[Position annotation records]
□ □ □ □ □

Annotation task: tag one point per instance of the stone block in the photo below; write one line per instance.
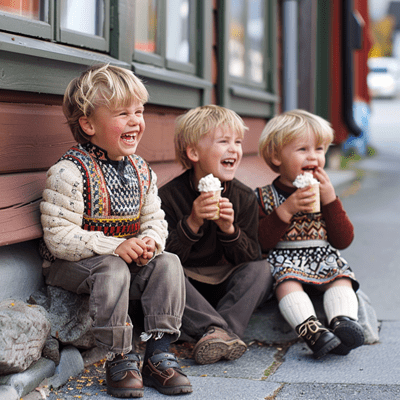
(69, 316)
(23, 332)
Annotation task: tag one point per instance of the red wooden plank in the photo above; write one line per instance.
(19, 224)
(17, 189)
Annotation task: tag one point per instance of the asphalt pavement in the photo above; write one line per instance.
(280, 372)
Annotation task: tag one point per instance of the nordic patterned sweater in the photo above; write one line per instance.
(91, 204)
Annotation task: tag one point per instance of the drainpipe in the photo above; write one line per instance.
(290, 54)
(352, 40)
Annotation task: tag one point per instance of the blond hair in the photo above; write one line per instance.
(100, 85)
(284, 128)
(194, 124)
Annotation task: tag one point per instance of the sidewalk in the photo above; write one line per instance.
(264, 372)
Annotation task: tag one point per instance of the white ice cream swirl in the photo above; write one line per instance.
(305, 180)
(209, 183)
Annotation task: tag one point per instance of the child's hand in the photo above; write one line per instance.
(226, 216)
(326, 189)
(299, 201)
(204, 207)
(149, 252)
(131, 249)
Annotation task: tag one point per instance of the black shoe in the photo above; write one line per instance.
(349, 332)
(319, 339)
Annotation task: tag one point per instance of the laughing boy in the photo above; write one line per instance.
(225, 277)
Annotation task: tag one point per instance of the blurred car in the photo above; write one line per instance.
(383, 79)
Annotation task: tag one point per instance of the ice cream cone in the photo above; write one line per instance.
(316, 205)
(216, 197)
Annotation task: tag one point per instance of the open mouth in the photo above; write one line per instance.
(229, 162)
(311, 170)
(129, 138)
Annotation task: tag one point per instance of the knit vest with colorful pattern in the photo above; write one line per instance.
(112, 190)
(302, 226)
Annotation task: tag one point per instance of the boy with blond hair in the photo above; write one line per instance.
(300, 242)
(105, 232)
(225, 277)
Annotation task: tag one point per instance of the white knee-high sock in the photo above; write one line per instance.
(340, 300)
(296, 307)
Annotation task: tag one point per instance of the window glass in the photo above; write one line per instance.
(32, 9)
(255, 29)
(178, 32)
(83, 16)
(236, 46)
(146, 21)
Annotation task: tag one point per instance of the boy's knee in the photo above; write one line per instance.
(116, 268)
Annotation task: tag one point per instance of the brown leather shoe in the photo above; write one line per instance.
(163, 373)
(123, 376)
(217, 344)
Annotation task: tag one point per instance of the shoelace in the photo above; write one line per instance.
(311, 326)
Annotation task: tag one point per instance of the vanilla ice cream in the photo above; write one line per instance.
(305, 180)
(210, 183)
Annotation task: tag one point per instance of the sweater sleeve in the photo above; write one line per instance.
(152, 221)
(242, 245)
(62, 213)
(270, 229)
(338, 225)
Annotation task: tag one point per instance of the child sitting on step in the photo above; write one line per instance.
(302, 244)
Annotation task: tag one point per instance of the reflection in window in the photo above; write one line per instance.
(246, 39)
(178, 48)
(83, 16)
(255, 30)
(146, 25)
(32, 9)
(236, 46)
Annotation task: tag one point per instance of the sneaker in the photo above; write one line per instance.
(319, 339)
(123, 377)
(217, 344)
(163, 373)
(349, 332)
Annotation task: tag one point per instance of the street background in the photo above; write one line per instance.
(372, 200)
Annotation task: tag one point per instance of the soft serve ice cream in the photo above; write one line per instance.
(305, 180)
(210, 183)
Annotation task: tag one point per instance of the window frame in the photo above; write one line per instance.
(94, 42)
(26, 26)
(161, 60)
(32, 64)
(244, 96)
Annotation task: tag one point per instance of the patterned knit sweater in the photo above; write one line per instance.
(113, 196)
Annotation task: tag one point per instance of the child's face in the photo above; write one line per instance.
(301, 155)
(218, 153)
(118, 131)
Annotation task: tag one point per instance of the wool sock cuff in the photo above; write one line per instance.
(296, 307)
(340, 301)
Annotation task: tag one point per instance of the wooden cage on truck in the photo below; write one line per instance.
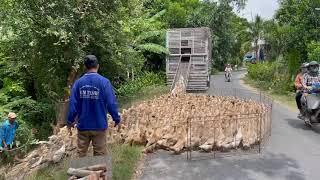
(190, 56)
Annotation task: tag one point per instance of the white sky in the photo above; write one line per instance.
(265, 8)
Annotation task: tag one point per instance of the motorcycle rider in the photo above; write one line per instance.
(309, 79)
(228, 70)
(299, 87)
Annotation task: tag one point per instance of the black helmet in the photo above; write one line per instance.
(313, 63)
(304, 65)
(313, 68)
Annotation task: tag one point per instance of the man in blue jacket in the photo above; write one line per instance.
(92, 97)
(8, 132)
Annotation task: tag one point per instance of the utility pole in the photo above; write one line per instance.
(317, 26)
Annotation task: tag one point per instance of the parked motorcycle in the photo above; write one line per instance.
(311, 105)
(228, 76)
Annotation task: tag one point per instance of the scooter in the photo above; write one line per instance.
(228, 76)
(311, 106)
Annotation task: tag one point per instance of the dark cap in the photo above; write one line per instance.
(91, 61)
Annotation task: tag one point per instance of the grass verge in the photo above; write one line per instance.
(124, 160)
(286, 98)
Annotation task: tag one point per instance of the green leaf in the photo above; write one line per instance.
(155, 48)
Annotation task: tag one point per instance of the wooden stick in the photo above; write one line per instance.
(81, 173)
(98, 167)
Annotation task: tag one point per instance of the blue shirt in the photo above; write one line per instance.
(8, 132)
(92, 97)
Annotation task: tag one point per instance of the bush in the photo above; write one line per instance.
(271, 76)
(146, 79)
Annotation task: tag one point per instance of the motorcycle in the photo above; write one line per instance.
(228, 76)
(311, 105)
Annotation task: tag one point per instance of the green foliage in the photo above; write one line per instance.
(314, 51)
(146, 79)
(271, 76)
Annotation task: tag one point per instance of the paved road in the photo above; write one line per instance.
(293, 153)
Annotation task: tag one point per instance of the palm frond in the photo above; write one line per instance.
(158, 15)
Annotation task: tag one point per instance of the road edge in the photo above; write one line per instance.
(256, 90)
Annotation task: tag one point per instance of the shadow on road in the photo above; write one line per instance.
(299, 124)
(266, 166)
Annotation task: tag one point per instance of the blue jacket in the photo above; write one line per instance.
(7, 132)
(92, 97)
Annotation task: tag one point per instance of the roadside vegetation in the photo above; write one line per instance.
(293, 35)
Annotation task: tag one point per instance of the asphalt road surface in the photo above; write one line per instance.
(293, 152)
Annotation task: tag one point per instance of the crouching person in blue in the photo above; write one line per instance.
(8, 132)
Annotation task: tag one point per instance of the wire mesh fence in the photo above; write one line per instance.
(230, 134)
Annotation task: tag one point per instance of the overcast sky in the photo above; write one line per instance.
(265, 8)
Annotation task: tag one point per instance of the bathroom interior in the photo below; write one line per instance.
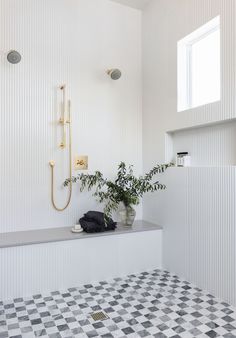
(118, 168)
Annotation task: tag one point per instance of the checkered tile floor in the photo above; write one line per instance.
(155, 304)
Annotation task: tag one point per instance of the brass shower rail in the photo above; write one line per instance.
(64, 122)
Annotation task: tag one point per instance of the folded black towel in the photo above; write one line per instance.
(93, 221)
(98, 217)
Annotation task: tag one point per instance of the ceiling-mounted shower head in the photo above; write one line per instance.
(13, 57)
(114, 74)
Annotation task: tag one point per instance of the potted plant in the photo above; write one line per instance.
(126, 189)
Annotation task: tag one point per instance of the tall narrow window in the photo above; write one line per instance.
(199, 71)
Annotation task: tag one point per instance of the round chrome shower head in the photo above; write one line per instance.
(13, 57)
(115, 74)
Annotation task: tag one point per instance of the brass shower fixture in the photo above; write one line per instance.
(64, 121)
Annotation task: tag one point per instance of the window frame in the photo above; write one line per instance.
(184, 63)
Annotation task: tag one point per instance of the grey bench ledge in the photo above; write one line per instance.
(30, 237)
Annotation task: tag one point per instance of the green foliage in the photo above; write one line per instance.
(126, 188)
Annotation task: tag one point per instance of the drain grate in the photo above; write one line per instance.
(99, 316)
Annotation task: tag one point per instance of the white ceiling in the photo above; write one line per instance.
(140, 4)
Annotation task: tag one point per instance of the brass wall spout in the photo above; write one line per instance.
(64, 121)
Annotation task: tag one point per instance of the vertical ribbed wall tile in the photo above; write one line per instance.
(197, 210)
(72, 42)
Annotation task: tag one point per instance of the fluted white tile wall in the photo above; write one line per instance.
(72, 42)
(198, 208)
(208, 146)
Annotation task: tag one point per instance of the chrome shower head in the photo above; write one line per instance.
(115, 74)
(13, 57)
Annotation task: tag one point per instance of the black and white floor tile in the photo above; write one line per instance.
(151, 304)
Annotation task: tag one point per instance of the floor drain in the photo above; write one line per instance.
(99, 316)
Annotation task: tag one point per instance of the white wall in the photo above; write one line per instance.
(198, 208)
(72, 42)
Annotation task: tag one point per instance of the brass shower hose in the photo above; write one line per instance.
(52, 163)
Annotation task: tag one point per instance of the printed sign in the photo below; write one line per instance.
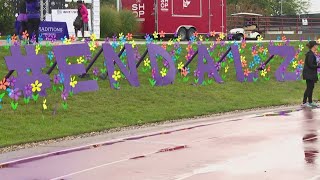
(68, 16)
(187, 8)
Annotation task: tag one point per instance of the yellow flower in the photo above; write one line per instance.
(80, 60)
(155, 35)
(93, 37)
(92, 46)
(201, 38)
(301, 47)
(294, 64)
(163, 72)
(68, 41)
(116, 75)
(45, 107)
(36, 86)
(38, 48)
(147, 62)
(222, 36)
(180, 65)
(263, 73)
(133, 44)
(73, 82)
(243, 58)
(226, 69)
(120, 35)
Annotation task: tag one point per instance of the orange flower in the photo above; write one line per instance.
(269, 69)
(246, 72)
(4, 84)
(243, 45)
(244, 63)
(164, 46)
(300, 62)
(25, 35)
(129, 36)
(14, 38)
(195, 34)
(254, 53)
(162, 34)
(184, 72)
(261, 49)
(284, 38)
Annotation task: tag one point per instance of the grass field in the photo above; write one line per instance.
(108, 108)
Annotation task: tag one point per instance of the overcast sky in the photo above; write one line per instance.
(314, 6)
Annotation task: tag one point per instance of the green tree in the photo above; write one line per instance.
(6, 17)
(268, 7)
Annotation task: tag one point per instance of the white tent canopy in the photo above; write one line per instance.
(94, 13)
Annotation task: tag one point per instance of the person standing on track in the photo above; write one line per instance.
(310, 73)
(83, 13)
(33, 15)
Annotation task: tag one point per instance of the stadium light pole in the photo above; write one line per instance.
(281, 7)
(118, 5)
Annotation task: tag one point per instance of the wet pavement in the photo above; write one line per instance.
(276, 145)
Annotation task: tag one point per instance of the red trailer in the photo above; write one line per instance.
(181, 17)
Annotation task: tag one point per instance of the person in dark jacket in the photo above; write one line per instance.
(310, 73)
(33, 15)
(22, 18)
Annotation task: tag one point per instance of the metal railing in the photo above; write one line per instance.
(277, 25)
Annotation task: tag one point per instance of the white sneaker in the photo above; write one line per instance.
(306, 105)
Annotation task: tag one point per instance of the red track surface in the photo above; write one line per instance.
(281, 146)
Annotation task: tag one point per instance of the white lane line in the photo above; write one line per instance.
(45, 155)
(96, 167)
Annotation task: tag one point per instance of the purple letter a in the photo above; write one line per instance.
(110, 57)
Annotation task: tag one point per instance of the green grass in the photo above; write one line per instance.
(108, 108)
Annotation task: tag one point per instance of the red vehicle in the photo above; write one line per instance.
(181, 17)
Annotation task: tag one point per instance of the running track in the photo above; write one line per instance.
(280, 145)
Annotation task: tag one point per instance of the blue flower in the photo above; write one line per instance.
(61, 76)
(193, 38)
(257, 59)
(174, 58)
(251, 65)
(114, 45)
(50, 55)
(179, 50)
(40, 38)
(9, 91)
(8, 39)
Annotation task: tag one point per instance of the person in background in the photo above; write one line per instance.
(83, 13)
(22, 18)
(33, 15)
(310, 74)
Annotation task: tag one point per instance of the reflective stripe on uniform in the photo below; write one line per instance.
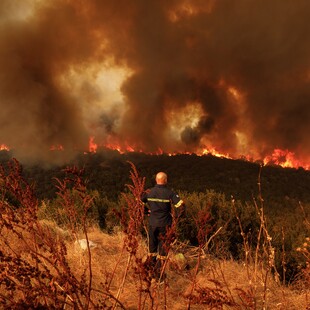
(179, 204)
(158, 200)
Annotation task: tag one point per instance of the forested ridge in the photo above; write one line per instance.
(240, 196)
(108, 172)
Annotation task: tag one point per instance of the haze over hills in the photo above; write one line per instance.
(108, 171)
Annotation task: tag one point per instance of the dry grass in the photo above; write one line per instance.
(44, 266)
(228, 277)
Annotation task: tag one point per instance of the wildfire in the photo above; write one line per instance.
(283, 158)
(4, 147)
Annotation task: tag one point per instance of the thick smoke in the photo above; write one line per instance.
(244, 64)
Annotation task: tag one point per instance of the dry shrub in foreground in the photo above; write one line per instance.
(34, 267)
(43, 267)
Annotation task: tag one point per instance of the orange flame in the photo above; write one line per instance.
(279, 157)
(4, 147)
(284, 158)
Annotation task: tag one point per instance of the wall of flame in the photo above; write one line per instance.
(178, 76)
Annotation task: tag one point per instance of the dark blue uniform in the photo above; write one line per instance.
(159, 201)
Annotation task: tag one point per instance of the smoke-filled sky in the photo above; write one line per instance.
(175, 75)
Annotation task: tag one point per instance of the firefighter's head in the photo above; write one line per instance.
(161, 178)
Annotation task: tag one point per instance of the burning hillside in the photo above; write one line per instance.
(225, 77)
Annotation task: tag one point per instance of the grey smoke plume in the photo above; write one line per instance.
(245, 63)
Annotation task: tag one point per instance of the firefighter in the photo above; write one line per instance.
(158, 204)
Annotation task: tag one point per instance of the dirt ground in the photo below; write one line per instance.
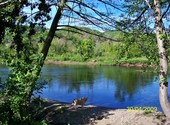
(58, 113)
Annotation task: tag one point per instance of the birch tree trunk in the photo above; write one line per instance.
(163, 89)
(52, 30)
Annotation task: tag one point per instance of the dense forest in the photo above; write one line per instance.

□ □ □ □ □

Omit the pictures and write out the lines above from the one with "Annotation task: tag one point per instance of the burning" through the last, unchanged.

- [The answer]:
Annotation task: tag one point per instance of the burning hillside in the photo above; write one line per instance.
(225, 77)
Annotation task: tag one point per instance of the grey smoke plume in the photo above; write one line per instance.
(245, 63)
Annotation task: tag one point per instance of the firefighter in the photo above; write one line per instance.
(158, 204)
Annotation task: tag one point per instance of the dirt ground in the photo below; write one line per instance.
(58, 113)
Annotation task: tag one point per instance of the birch tree trunk in the photo above; write one line per instance.
(163, 89)
(52, 30)
Annotation task: tag one point per instance of the dense forest in the photo above; write one line per instance.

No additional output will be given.